YOUR TASKS
1) List everything the ignition switch article says is stalled or deactivated when one of the switches turns off.
2) Answer these from the ignition switch article:
(a) How many vehicles does GM say it has recalled since February?
(b) What car did William Ross drive?
(c) How much damage did the June 23, 2012 crash cause to the car?
3) Please extend the ignition switch article beyond its final sentence.

SOURCE EXTRACT

At least two Long Islanders, a man from Bellmore and another from New Hyde Park, have filed federal lawsuits against General Motors Co. seeking monetary damages for defective ignition switches in their GM cars.
The suits, among 85 pending nationwide, hold GM responsible for allegedly selling dangerous vehicles and for taking years to recognize or fix serious safety issues related to the ignition switches. Unspecified damages are being sought.
The switches in question can turn off without warning, sometimes involving heavy items on a key ring or a bump of the knee, stalling the engine and deactivating power steering, brakes and air bags. GM says it has recalled since February a total of 17.3 million vehicles related to the defect.
The Bellmore man, William Ross, 65, who says he is a disabled Vietnam War veteran, said in a suit filed June 10 in federal court in Central Islip that he had two accidents when the ignition switch of his 2005 Chevrolet Cobalt suddenly turned off while he was driving.
In the first and more serious incident, on Hempstead Turnpike in Levittown on June 23, 2012, Ross lost control of the car, crashing into a divider lined with rubber pylons, the suit claims. Court papers say the crash caused $6,297 in damage to the car and permanent "scarring and disfiguring" of Ross' right arm, along with ongoing pain.
The other accident, according to the suit, occurred on March 30, 2014, on a local street whose name Ross can't recall. Again, he hit a divider, the suit says.
Ross said he decided to sue earlier this year after being told by his dealer that his car was not involved in the recall. A week later, he said, he got a notice from GM that it was. "It wasn't because of the money," he said, "it's because they [the dealership] lied to my face."
He said he has since junked the car.

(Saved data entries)
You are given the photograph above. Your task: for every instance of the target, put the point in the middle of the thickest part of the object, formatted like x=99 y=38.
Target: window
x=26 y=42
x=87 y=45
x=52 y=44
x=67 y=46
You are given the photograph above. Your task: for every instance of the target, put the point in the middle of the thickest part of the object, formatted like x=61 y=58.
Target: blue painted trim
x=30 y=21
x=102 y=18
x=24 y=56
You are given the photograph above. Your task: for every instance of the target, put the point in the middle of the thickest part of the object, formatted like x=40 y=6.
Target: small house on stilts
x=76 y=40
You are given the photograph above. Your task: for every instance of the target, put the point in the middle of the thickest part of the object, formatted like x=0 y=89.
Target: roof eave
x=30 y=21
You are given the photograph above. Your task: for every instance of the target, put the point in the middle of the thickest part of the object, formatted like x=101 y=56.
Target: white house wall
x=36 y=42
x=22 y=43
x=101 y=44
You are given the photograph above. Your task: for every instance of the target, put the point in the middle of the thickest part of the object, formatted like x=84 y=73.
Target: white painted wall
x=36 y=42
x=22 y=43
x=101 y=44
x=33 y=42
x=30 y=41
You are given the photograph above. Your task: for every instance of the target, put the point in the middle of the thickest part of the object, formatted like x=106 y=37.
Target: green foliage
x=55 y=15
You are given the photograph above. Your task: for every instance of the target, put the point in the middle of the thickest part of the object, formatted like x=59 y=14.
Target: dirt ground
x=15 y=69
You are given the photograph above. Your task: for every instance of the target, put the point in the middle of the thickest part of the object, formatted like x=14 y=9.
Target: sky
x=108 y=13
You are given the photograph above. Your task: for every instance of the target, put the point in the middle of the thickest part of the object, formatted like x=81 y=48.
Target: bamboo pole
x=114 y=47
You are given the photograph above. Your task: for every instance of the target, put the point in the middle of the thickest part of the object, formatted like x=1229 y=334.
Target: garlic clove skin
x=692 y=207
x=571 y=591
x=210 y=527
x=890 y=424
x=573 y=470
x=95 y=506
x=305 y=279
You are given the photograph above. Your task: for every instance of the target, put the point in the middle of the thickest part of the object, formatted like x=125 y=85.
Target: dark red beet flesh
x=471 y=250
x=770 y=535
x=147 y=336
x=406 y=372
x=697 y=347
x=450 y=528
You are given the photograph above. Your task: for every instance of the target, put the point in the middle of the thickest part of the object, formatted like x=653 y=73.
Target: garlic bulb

--

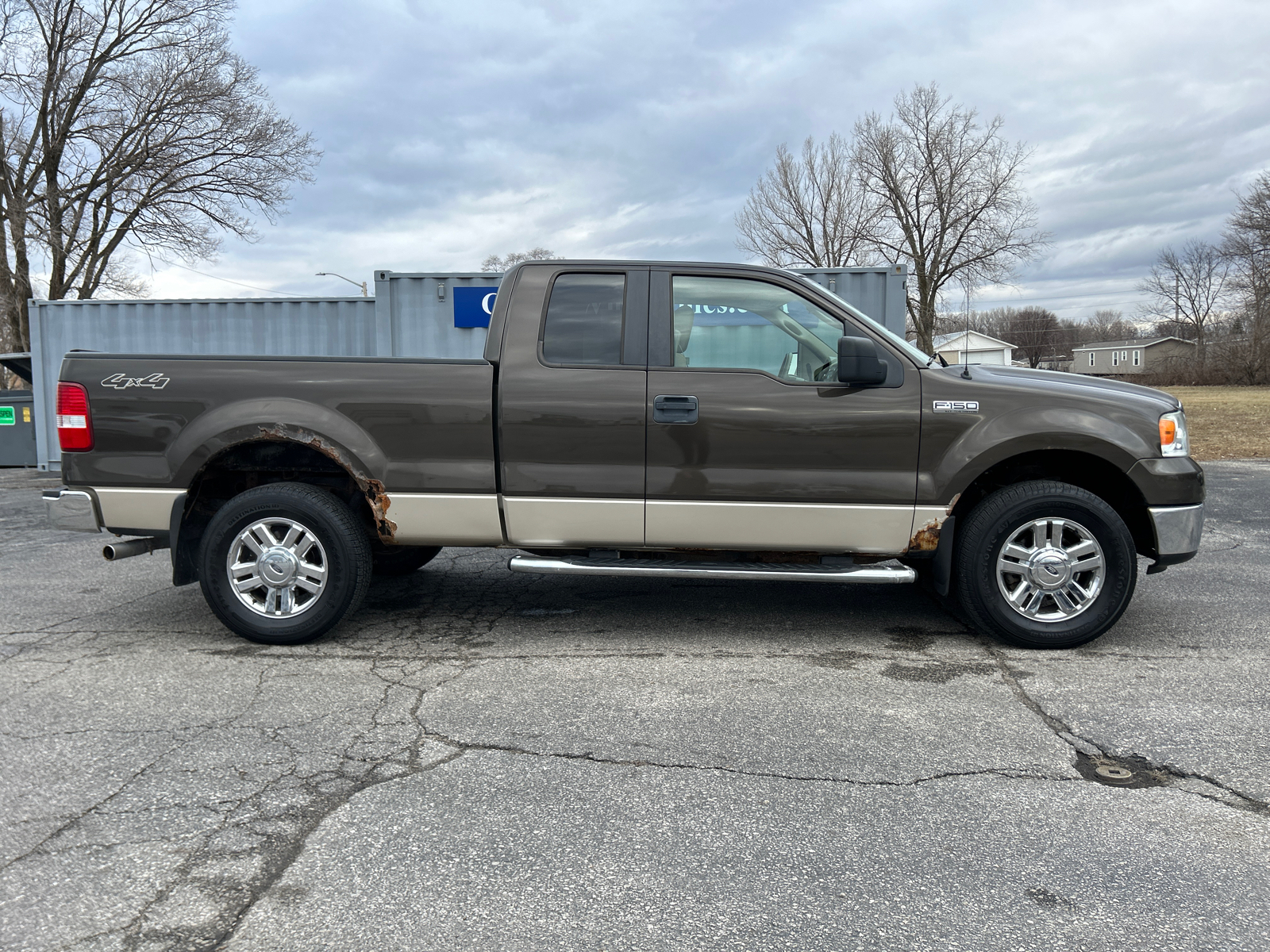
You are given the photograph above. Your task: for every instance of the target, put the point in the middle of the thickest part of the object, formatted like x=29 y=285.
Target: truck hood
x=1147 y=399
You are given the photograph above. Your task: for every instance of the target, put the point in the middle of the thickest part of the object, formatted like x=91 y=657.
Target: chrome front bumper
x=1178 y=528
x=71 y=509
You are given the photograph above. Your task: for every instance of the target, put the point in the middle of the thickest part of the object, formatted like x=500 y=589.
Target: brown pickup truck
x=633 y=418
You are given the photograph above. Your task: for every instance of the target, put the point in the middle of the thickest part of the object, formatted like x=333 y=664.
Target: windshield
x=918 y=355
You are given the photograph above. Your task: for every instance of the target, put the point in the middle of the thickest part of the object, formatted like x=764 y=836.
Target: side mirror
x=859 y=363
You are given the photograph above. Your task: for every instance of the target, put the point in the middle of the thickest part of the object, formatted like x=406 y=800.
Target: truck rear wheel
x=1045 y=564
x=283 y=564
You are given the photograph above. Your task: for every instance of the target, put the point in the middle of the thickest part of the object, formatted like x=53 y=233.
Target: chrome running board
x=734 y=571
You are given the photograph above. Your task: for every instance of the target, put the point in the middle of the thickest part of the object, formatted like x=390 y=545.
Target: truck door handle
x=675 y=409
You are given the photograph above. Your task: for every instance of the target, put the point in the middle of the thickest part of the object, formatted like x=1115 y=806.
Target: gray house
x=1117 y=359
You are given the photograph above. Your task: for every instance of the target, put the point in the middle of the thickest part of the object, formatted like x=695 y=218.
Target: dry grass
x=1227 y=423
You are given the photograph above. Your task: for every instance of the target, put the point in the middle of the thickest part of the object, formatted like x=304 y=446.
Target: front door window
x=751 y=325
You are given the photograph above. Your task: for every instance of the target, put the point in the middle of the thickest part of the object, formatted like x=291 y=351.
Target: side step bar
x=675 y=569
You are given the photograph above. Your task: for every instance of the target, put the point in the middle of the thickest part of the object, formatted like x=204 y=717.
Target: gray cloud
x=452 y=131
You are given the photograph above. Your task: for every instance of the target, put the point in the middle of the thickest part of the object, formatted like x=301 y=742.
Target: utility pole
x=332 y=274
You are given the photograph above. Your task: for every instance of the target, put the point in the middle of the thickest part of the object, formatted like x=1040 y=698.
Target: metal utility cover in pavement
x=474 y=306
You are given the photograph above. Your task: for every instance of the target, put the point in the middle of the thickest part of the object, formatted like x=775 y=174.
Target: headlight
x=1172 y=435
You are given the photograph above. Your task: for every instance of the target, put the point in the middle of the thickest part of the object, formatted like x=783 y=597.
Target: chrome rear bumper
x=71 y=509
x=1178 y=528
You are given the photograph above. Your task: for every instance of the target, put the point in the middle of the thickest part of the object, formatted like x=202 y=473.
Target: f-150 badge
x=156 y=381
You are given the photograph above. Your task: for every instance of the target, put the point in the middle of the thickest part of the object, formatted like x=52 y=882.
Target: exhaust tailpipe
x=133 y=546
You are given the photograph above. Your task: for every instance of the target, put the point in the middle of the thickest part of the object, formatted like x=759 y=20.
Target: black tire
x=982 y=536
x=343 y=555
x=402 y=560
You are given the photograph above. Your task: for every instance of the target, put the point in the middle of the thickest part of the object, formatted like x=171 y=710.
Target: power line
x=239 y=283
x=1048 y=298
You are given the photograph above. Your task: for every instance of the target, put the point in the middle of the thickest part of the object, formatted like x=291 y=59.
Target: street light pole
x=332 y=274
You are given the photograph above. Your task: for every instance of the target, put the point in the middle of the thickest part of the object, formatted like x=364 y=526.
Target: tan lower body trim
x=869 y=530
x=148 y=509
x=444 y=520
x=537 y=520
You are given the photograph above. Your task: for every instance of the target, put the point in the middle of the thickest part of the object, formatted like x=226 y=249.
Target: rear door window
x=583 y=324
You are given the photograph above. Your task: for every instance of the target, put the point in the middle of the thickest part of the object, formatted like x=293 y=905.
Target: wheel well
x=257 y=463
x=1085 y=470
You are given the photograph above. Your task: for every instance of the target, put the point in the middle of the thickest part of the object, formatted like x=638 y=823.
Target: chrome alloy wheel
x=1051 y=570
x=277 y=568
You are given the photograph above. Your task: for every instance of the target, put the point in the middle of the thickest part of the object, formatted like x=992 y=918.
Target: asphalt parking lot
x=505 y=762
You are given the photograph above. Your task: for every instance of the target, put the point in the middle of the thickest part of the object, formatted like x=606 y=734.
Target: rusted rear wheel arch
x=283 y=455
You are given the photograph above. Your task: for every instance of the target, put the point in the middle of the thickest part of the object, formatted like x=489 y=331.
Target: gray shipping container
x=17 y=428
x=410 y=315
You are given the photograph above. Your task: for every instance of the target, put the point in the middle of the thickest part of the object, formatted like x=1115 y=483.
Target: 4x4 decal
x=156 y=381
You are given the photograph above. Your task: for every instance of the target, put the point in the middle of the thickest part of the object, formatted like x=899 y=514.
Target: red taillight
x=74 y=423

ANSWERS TO THE EXERCISE
1)
the engine
power steering
brakes
air bags

2)
(a) 17.3 million
(b) A 2005 Chevrolet Cobalt
(c) $6,297

3)
Dentist Steven Groman of New Hyde Park said in his suit, filed April 8 in federal court in Manhattan, that his 2008 Chevrolet HHR stalled four times on four unspecified dates -- the first two times on the Long Island Expressway. Fearful of further incidents, he began commuting to his Manhattan office on the LIE's service road, where, on a third and fourth occasion, the ignition moved from "on" to "off," stalling the car, the suit says. There were no accidents and no injuries alleged in the court papers.
Groman's court papers say dealership service technicians were unable to identify the problem after each of the first three incidents and deemed the vehicle safe to drive. After the fourth incident, the papers say, technicians diagnosed a faulty connector -- not the ignition switch. Groman sold the vehicle in 2011.
His attorney, Alexander H. Schmidt of Manhattan, said Groman declined to comment.
Both men's suits seek class-action status so that they would represent other owners of cars with the ignition defect.
All 85 suits were bundled earlier this month for pretrial proceedings by the federal Judicial Panel on Multi-District Litigation, to be overseen by U.S. District Court Judge Jesse M. Furman in Manhattan.
A 315-page investigative report into the recall, done for GM and released June 5, found that company officials were aware of the defect for a decade before the recall.